» **Activity**: Across all lines of the entries, tally those with the word "brown" in them. The reply is the tally, by itself.

» **Material for this task**:
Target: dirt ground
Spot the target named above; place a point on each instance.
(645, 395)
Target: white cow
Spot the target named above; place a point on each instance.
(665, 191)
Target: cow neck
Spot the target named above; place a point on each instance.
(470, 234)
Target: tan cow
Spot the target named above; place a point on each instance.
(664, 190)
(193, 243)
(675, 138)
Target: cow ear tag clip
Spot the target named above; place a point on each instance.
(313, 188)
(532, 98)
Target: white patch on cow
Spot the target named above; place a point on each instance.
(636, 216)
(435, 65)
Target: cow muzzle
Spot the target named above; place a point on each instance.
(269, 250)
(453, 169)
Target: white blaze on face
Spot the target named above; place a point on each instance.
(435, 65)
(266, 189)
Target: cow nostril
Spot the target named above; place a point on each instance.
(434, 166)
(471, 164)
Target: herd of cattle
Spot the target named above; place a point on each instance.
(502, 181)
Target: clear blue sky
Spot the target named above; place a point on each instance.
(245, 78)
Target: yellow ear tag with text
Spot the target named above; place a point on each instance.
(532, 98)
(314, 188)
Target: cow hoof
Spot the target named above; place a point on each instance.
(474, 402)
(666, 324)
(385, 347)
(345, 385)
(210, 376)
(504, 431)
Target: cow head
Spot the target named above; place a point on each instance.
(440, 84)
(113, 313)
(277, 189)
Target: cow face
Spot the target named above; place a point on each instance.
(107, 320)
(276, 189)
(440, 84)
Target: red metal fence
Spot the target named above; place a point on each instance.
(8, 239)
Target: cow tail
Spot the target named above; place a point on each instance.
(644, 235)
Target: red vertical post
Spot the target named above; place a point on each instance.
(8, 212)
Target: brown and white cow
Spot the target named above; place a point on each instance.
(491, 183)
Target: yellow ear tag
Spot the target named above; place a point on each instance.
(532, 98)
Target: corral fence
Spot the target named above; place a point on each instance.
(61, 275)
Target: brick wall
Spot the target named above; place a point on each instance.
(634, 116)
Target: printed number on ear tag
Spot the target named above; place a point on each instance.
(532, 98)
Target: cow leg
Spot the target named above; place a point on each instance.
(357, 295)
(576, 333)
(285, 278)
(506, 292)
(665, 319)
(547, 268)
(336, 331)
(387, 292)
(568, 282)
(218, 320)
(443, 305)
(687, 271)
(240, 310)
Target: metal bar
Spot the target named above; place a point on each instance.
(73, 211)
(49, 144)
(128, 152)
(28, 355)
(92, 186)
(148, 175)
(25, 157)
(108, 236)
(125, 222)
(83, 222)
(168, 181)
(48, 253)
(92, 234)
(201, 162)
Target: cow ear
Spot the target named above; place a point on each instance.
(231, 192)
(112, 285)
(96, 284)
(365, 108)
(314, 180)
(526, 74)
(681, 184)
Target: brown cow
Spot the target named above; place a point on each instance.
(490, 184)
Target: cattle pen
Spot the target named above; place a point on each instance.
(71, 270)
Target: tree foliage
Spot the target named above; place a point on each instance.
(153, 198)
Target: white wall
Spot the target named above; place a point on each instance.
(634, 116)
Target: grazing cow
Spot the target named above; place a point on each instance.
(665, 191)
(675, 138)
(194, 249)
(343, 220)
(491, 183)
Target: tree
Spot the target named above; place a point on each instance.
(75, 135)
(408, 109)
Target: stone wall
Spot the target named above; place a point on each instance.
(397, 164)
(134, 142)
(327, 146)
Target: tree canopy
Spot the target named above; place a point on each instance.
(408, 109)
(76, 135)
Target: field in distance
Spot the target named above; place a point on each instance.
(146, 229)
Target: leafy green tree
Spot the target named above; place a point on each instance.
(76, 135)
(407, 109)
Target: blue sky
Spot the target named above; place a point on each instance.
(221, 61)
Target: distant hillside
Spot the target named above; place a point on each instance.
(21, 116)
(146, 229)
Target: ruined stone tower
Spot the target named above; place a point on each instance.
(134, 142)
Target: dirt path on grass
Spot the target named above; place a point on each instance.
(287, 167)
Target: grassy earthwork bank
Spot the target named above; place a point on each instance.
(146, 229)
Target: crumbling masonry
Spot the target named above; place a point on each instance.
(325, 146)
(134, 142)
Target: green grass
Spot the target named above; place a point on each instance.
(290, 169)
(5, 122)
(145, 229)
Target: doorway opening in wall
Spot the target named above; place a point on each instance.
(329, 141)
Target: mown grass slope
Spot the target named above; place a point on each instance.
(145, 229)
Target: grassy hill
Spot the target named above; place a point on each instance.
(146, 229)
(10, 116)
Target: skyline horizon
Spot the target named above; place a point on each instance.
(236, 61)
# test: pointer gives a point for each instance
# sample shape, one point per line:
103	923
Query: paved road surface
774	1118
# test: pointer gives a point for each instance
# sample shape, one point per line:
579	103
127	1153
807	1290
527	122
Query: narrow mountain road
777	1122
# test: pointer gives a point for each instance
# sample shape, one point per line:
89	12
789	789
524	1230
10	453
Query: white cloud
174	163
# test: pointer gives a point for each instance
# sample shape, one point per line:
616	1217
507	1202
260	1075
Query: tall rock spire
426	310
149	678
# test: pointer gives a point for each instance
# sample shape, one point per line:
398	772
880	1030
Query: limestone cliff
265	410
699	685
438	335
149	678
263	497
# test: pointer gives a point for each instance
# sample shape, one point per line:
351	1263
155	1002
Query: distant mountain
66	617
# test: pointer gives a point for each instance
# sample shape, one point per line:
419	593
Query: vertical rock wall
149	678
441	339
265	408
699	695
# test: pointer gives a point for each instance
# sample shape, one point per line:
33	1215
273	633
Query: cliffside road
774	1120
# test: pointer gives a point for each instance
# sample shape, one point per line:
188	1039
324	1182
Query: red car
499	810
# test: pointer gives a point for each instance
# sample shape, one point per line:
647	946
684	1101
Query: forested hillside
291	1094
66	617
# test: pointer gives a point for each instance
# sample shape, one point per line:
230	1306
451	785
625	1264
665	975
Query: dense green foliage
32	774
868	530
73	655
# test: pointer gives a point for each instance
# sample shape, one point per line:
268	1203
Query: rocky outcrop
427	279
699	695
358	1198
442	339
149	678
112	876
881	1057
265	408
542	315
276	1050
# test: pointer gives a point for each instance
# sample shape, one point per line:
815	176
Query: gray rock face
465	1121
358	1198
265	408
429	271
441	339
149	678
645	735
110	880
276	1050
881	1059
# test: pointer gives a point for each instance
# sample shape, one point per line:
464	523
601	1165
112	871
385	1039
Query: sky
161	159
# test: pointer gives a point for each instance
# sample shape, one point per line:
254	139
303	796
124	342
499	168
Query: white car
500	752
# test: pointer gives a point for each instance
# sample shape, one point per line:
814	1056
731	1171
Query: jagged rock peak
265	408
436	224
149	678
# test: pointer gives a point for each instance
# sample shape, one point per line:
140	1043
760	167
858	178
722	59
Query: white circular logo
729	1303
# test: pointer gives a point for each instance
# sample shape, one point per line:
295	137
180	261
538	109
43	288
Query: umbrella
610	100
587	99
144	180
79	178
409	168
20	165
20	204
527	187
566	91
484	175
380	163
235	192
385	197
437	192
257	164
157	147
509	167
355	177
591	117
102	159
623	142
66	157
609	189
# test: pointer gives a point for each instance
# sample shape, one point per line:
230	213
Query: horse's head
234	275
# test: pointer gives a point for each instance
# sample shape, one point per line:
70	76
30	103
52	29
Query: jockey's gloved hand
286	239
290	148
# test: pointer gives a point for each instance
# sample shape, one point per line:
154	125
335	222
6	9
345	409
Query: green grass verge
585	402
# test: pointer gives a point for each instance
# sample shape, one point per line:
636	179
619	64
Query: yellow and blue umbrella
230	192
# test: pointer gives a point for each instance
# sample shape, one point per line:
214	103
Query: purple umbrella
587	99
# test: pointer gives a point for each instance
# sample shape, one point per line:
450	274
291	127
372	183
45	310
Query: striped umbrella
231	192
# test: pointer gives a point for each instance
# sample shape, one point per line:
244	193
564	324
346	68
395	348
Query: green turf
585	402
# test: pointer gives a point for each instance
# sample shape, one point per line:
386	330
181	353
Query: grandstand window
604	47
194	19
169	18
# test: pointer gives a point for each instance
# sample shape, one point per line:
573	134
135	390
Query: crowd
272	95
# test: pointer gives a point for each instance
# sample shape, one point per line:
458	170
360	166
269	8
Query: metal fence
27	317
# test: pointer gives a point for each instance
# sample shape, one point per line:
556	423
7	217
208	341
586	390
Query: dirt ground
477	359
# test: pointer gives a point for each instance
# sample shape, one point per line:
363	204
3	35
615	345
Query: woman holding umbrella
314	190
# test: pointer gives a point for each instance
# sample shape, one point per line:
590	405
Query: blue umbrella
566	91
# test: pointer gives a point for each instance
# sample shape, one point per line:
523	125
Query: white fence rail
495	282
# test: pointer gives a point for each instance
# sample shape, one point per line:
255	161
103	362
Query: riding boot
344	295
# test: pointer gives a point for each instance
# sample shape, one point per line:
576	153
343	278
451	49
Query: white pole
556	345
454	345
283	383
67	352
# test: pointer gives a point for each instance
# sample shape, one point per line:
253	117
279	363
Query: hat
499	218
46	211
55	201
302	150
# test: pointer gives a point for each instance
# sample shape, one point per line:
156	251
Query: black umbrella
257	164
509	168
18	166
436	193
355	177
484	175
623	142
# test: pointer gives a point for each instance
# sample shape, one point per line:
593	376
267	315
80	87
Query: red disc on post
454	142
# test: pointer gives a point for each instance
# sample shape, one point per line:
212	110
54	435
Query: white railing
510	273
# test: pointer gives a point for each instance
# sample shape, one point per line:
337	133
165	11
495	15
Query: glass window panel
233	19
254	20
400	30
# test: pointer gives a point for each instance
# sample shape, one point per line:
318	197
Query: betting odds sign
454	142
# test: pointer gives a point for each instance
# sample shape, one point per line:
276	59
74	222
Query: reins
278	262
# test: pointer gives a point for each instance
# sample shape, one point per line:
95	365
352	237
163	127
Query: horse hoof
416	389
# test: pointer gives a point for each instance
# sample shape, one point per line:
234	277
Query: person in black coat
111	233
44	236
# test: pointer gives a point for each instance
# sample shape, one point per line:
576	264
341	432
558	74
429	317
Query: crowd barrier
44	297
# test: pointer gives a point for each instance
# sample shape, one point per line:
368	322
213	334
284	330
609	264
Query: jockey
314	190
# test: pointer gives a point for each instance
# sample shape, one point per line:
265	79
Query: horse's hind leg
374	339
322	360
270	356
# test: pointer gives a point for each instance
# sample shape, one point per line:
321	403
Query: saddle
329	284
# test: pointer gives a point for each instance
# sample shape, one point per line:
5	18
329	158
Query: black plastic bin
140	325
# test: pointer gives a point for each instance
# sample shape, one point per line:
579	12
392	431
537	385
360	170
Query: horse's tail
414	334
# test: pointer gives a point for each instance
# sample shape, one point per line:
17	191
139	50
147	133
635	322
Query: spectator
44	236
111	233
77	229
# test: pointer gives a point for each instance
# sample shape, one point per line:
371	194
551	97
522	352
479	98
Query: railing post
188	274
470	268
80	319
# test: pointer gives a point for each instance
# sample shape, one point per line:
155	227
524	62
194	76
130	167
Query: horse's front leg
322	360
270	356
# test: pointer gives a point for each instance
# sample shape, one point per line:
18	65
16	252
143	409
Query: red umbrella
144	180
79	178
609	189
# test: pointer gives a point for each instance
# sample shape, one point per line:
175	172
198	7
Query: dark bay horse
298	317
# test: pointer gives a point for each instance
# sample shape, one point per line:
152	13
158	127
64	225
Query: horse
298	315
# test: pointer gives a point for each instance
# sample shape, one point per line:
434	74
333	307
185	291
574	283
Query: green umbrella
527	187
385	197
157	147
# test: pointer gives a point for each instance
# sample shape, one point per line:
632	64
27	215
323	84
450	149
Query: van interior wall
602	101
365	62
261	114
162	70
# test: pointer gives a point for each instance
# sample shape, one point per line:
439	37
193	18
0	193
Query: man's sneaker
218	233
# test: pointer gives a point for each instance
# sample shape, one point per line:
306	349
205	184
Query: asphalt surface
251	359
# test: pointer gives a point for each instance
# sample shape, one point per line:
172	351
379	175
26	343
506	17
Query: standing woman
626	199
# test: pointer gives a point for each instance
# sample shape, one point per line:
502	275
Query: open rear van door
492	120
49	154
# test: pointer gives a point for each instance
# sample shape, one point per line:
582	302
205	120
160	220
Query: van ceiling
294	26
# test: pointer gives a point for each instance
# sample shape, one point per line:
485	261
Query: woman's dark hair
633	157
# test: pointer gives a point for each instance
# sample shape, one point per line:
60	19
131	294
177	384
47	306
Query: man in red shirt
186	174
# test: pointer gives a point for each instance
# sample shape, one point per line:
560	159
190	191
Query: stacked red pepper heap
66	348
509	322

» **Written response**: 2